[Zu erledigende Aufgaben]
1 – Nenne alle Stationen, die die individuelle Anpassung des Monitoring-Systems durch die IWU-Forscher laut dem Text zur Fertigungstechnik umfasst.
2 – Setze den Text zur Fertigungstechnik im Anschluss an seinen letzten Satz fort.

[Vorgegebener Text]

'''

Basis des sensorlosen Monitoring-Systems der Bahngenauigkeit ist ein echtzeitfähiges, auf Messdaten basierendes Modell zur Prozessauslegung, also ein digitaler Zwilling. Verbunden mit der Maschinensteuerung wird dieser über eine spezielle Steuerungsschnittstelle laufend mit Lage-Ist-Werten der NC-Achsen gespeist. Aus dem Vergleich mit der geplanten Soll-Bahn generiert er prozessbegleitend Zeitpunkt und Größe etwaiger Bahnfehler. Der Clou dabei ist: Das Monitoring-System lässt sich potenziell auf jeder Werkzeugmaschine einsetzen. Die IWU-Forscher passen das System individuell kunden- und maschinenspezifisch an, und zwar von der Charakterisierung der Maschine über die Anpassung oder Entwicklung der Steuerungsschnittstelle bis hin zum echtzeitfähigen Modell.

Zahnradbearbeitung wirtschaftlich auslegen

Für die Fertigung verzahnter Teile wie Planetengetriebe werden so leistungsfähige wie kostengünstige Abläufe gebraucht. Eine Antwort darauf ist das Wälzschälen: ein Verzahnverfahren mit geometrisch bestimmter Schneide, das die Produktivität des Wälzfräsens und die Flexibilität des Wälzstoßens vereinigt. Das Verfahren ist erst seit Kurzem am Markt verfügbar. Zudem ist es durch seine verfahrenstypischen Mehrschnittstrategien hoch komplex. Erfahrungswissen zur Auslegung von Wälzschälprozessen liegt insoweit nicht im Überfluss vor. Entsprechend groß ist der Bedarf nach einem mathematischen Prozessmodell nebst Benutzersoftware zur Unterstützung der Auslegung. Letztere gibt es bereits.

'''

[Datenauszüge]
'''

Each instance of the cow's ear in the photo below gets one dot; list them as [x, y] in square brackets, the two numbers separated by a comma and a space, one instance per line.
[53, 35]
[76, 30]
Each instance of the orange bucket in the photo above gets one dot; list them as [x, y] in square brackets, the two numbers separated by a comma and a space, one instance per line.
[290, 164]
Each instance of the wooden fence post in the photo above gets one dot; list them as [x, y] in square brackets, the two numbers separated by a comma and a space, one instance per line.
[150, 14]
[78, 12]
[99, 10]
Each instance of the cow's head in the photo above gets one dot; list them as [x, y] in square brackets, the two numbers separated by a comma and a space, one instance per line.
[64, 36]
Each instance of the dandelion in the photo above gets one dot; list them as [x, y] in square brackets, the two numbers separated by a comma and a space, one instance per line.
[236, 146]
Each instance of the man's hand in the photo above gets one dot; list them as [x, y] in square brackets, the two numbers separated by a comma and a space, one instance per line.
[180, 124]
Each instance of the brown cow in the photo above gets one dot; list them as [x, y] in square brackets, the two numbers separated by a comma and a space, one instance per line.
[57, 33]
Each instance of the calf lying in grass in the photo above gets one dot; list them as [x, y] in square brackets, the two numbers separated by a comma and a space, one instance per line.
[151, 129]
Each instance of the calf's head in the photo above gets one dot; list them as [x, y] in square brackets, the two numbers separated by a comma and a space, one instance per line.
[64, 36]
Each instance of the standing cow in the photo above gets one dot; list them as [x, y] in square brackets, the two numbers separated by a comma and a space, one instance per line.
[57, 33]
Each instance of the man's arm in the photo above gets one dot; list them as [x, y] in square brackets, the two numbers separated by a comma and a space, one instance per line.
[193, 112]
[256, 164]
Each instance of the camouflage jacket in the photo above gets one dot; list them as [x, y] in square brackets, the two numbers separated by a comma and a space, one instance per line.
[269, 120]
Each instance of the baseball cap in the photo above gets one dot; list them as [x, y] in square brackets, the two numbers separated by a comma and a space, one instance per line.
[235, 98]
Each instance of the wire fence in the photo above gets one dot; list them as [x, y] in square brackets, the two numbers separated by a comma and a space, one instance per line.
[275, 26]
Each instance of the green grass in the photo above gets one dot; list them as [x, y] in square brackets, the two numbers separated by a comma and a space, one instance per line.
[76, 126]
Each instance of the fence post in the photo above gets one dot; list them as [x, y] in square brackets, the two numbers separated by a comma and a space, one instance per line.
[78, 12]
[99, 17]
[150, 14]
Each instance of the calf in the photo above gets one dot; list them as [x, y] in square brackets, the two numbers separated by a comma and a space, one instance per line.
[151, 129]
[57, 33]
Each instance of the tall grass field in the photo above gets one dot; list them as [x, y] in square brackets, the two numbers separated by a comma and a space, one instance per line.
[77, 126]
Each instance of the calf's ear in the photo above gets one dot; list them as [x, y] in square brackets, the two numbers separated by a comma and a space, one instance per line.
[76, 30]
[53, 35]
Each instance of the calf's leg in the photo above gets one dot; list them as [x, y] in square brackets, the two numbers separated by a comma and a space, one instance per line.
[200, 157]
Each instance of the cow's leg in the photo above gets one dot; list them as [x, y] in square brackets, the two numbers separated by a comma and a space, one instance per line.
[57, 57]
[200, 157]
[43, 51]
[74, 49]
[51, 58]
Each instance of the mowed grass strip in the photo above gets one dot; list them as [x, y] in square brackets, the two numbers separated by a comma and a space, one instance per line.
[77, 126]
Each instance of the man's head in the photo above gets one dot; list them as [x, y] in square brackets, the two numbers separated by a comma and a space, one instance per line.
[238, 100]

'''

[Gegebene Antworten]
1 –
- Charakterisierung der Maschine
- Anpassung oder Entwicklung der Steuerungsschnittstelle
- echtzeitfähiges Modell

2 –
„Skive All“ arbeitet mit Algorithmen für die Werkstückdefinition über die kinematische Auslegung bis hin zur Berechnung der Werkzeuggeometrie und Funktionen zur Prozessanalyse. Die Software ist modular aufgebaut. Zentraler Baustein ist das Auslegungsmodul. Auf Basis der Werkstück- und Verzahnungsdaten generiert dieses einen Technologievorschlag, der anschließend in einer 3D-Umgebung auf Kollision geprüft wird. Das ist notwendig, da sich das Wälzschälen neben außenverzahnten Werkstücken mit Störkontur insbesondere auch für Innenverzahnungen eignet und Kollisionen von Werkstück und Werkzeug ausgeschlossen werden müssen. Als Ergebnis wird eine Schnittfolge inklusive aller Schnittwerte, Maschineneinstellungen und weiterer Informationen für jeden einzelnen Schnitt generiert. In einer Übersicht können Kosten, Zeiten und Werkzeugeinsatz für die einzelnen Technologievarianten verglichen werden. Dem Anwender steht damit erstmalig eine Benutzersoftware zur Ermittlung eines optimierten und damit wirtschaftlichen Auslegungsprozesses für das Wälzschälen zur Verfügung.

Mehrwertvernetzte Produktion

Mit der „Maschine 4.0“ – exemplarisch in Form einer funktionsfähigen Miniatur-Umformpresse und ihrem digitalen Zwilling – zeigt das IWU, wie Digitalisierung in der Produktion ganzheitlich gelingen kann. Der 2 m hohe und 1,5 t schwere Demonstrator mit einer Presskraft von 15 t kann Bauteile lochen, tiefziehen und beschneiden. Neben dieser technischen Funktionalität wird durch die Digitalisierung eine lückenlose Überwachung von Prozess, Maschine und Werkzeug erreicht. Dadurch kann die Verfügbarkeit deutlich gesteigert, die Lebensdauer erhöht und auch die Einarbeitungszeit der Werkzeuge signifikant verkürzt werden – und dies prinzipiell unabhängig von der Art der Maschine.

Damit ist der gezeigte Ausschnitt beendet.